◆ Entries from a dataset
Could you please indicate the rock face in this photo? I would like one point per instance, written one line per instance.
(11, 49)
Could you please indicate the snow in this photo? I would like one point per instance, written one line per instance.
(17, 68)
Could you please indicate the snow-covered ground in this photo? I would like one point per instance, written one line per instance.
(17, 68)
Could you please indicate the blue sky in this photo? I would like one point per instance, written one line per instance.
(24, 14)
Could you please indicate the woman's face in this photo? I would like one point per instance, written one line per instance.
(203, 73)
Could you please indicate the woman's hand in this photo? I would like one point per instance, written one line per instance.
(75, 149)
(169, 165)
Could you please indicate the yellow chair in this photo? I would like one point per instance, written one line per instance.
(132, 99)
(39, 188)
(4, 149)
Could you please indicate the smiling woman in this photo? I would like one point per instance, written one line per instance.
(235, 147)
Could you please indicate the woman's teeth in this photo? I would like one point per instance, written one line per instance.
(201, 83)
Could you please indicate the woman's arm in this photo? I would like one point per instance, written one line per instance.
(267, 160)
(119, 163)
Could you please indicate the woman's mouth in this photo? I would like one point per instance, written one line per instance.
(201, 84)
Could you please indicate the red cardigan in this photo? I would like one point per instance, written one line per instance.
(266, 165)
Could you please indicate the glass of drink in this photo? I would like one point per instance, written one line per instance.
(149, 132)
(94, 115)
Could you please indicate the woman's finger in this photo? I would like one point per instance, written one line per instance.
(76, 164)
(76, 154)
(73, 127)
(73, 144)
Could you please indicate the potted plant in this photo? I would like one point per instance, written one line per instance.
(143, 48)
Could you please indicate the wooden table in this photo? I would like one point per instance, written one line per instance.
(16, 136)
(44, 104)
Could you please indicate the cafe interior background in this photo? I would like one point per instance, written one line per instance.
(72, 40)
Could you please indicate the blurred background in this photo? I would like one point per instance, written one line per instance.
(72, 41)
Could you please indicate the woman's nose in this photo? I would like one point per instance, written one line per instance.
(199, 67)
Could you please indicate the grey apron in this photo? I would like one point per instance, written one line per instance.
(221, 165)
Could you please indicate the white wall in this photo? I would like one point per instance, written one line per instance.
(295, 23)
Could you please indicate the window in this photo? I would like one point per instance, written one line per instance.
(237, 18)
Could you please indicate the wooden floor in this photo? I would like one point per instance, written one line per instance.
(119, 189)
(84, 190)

◆ The request
Rewrite all of the records above, changing every "indicate" to "mark" and leaving everything else unchanged.

◆ Response to this exercise
Could you please mark the rock face in this photo? I would like one point per instance, written one line per instance.
(11, 49)
Could you please mark the snow in this photo? I would like one point per instance, written one line per instance.
(17, 68)
Could you please mark the snow-covered ground in this photo? I would like one point per instance, written one line per instance.
(17, 68)
Could you please mark the blue sky in this photo? I would like one point per instance, written one line per instance.
(24, 14)
Could you please mark the woman's face in this photo? I would like one point per instance, written one line per instance.
(203, 73)
Could you please mark the woman's hand in this photo? I would like one point per instance, written one line per instance.
(75, 149)
(169, 165)
Could you please mark the yellow chair in this photo? I would like one point per instance, written one line per instance.
(132, 99)
(39, 188)
(4, 149)
Could you please mark the smiling woman in this photo? I would like one point per instance, written one line per instance.
(235, 147)
Could you please mark the woman's teeth in this photo? I would like one point per instance, written one line per instance.
(201, 83)
Could you please mark the woman's arm in this photo? I would like one point per instance, written one line per instance.
(267, 160)
(119, 163)
Could you please mark the woman's mouth in this photo? I would like one point per instance, written one line per instance.
(201, 84)
Could you please mark the red cardigan in this photo? I would like one point per instance, written one line per instance.
(266, 165)
Could you please mark the glass of drink in this photo? I would like one point per instance, written one line per instance.
(149, 132)
(94, 115)
Could you please mark the woman's finger in this photo? I would like one point per instance, written one line per instance.
(76, 164)
(76, 154)
(73, 127)
(73, 144)
Could you please mark the potted plant in this photo? I would like one point per instance, written one line per instance.
(143, 48)
Could you please mark the wooden table in this photo? I would like one point per instance, written one line per instance.
(16, 136)
(44, 104)
Could you please mark the cafe interior background in this photo? I would like one point per instance, written one line per instance.
(72, 40)
Could you please mark the blurred background in this photo? I would like one point per instance, written one line per instance.
(72, 41)
Could you please mark the woman's nose in this photo? I would like one point per instance, written one line per instance.
(199, 67)
Could you please mark the grey apron in this photo? I would like one point per instance, written one line per instance.
(221, 165)
Could you please mark the white wall in this photo? I would like one point per instance, written one line per instance.
(295, 23)
Could you please mark the window in this photo? I would like one point per instance, written one line per instance.
(237, 18)
Could you please mark the wooden floor in this photo? I would like one point per instance, written one line per instance.
(119, 189)
(84, 190)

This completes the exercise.